_ЗАДАНИЕ 1:_ Перескажите короче абзац фрагмента о критике «Трех сестер», который начинается словами «Резко отрицательным будет отзыв». Сохраните его главные факты.
_ЗАДАНИЕ 2:_ Продолжите фрагмент о критике «Трех сестер» с того места, где он обрывается.

_ФРАГМЕНТ ТЕКСТА:_

-=-=-

Автор другого критического письма — воронежская учительница Н. Иноземцева, подобно Сутугину-Эттингеру выразит недоумение в отношении того, что в пьесе недостаточно ясно объяснено положение сестер, и «непонятно, что их удерживает в провинции, почему они не могут переехать в Москву?»149
Резко отрицательным будет отзыв Л.Н. Толстого. «Что «Три сестры» ты едва досидела — это понятно, Толстой даже дочитать не мог, — напишет П.П. Гнедич своей супруге. — Помнишь, он сказал мне претонкую вещь: «Если пьяный лекарь будет лежать на диване, а за окном идти дождь, то это, по мнению Чехова, будет пьеса, а по мнению Станиславского — настроение; по моему же мнению, это скверная скука, и, лежа на диване, никакого действия драматического не вылежишь...»150
«Главное в театре — это развивающееся, разрастающееся действие, движение, — повторит Толстой в беседе с А.В. Цингером151. — А Чехов написал, как три сестры разговаривают с офицерами и собираются в Москву, да так и не уехали. А мои дочери и публика восхищаются, что в театре слышно, как за кулисами шипит пожарная труба»152.

-=-=-

_ЗАПИСИ:_

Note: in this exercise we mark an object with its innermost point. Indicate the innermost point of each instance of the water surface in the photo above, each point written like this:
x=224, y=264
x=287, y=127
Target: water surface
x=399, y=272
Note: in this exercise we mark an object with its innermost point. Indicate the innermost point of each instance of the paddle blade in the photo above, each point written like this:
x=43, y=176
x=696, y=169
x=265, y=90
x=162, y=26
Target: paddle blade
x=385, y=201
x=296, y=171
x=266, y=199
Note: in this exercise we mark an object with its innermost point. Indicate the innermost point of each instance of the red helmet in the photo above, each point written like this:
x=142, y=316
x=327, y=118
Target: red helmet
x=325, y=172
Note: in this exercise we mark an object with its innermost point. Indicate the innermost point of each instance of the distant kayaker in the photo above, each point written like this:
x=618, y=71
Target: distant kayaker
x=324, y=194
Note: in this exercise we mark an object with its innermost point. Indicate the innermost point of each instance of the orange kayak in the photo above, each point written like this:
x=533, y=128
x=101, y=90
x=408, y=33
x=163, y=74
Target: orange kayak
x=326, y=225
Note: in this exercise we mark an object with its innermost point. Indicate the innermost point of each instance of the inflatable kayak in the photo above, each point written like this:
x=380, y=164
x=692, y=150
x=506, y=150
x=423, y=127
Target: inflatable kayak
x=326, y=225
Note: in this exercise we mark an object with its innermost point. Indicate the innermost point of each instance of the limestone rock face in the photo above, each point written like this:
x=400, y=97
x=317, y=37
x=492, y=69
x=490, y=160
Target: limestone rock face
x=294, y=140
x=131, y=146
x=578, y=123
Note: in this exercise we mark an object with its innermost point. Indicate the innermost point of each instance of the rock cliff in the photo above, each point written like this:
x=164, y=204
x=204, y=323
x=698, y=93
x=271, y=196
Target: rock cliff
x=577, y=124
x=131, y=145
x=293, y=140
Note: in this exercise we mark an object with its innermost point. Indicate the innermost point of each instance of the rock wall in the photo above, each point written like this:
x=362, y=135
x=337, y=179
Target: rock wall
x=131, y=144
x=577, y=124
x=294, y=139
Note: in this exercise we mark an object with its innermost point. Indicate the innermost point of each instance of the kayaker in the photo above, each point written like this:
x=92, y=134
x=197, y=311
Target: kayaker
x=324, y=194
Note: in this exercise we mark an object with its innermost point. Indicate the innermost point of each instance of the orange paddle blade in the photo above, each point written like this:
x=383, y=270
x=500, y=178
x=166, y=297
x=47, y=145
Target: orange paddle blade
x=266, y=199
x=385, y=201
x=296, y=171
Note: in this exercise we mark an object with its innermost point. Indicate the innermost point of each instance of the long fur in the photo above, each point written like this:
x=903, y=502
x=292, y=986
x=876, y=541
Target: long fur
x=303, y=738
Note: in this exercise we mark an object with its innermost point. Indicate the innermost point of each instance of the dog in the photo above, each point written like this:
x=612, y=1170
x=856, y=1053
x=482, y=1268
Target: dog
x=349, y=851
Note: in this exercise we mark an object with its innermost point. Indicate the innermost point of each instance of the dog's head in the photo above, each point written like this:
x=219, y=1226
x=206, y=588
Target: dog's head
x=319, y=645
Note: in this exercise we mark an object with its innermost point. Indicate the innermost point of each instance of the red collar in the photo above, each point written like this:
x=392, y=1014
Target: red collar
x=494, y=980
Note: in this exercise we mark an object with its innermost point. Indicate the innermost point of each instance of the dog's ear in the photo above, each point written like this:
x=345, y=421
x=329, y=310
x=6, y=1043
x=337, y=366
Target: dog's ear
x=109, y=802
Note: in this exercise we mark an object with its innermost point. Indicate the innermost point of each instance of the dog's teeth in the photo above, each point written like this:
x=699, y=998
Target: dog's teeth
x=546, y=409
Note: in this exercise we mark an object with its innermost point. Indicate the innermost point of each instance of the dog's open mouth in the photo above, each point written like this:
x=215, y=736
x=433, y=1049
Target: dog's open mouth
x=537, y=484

-=-=-

_ОТВЕТ 1:_ Л.Н. Толстой отозвался о пьесе резко отрицательно. П.П. Гнедич написал жене, что понимает, почему она едва досидела до конца «Трех сестер»: Толстой не смог даже дочитать пьесу. Гнедич напомнил ей слова Толстого. Если пьяный лекарь лежит на диване, а за окном идет дождь, то для Чехова это пьеса, для Станиславского настроение, а для самого Толстого скверная скука, в которой нет драматического действия.

_ОТВЕТ 2:_
По свидетельству И.Н. Альтшуллера, навещавшего Толстого в Гаспре в ноябре—декабре 1901 г., на вопрос врача, что за книжка у него в руках, Лев Николаевич ответил: ««Я живу и наслаждаюсь Чеховым; как он умеет все заметить и запомнить, удивительно; а некоторые вещи глубоки и содержательны; замечательно, что он никому не подражает и идет своей дорогой; а какой лаконический язык «. Но и тут не забыл прибавить: «А пьесы его никуда не годятся, и «Трех сестер» я не мог дочитать до конца»»153.
Сергеенко подтвердит, — Толстой никогда не скрывал своего негативного отношения к «Трем сестрам», в том числе и от самого Чехова.
«Во время болезни Л.Н. Толстого в Крыму, когда ему было очень плохо, больного приехал навестить Чехов. Лев Николаевич был очень слаб, и ему было запрещено много говорить. А между прочим, как раз перед этим Л.Н. Толстому читали чеховских «Трех сестер»; пьеса ему не понравилась, и у него многое было сказать Чехову по этому поводу. Однако говорили мало. Но, когда Чехов стал прощаться, Лев Николаевич не выдержал, и, поцеловавши Чехова, с усилием прошептал ему на ухо:
— А пьеса ваша все-таки плохая.
Чехов, будто, несмотря на торжественную минуту, тоже не выдержал и рассмеялся»154.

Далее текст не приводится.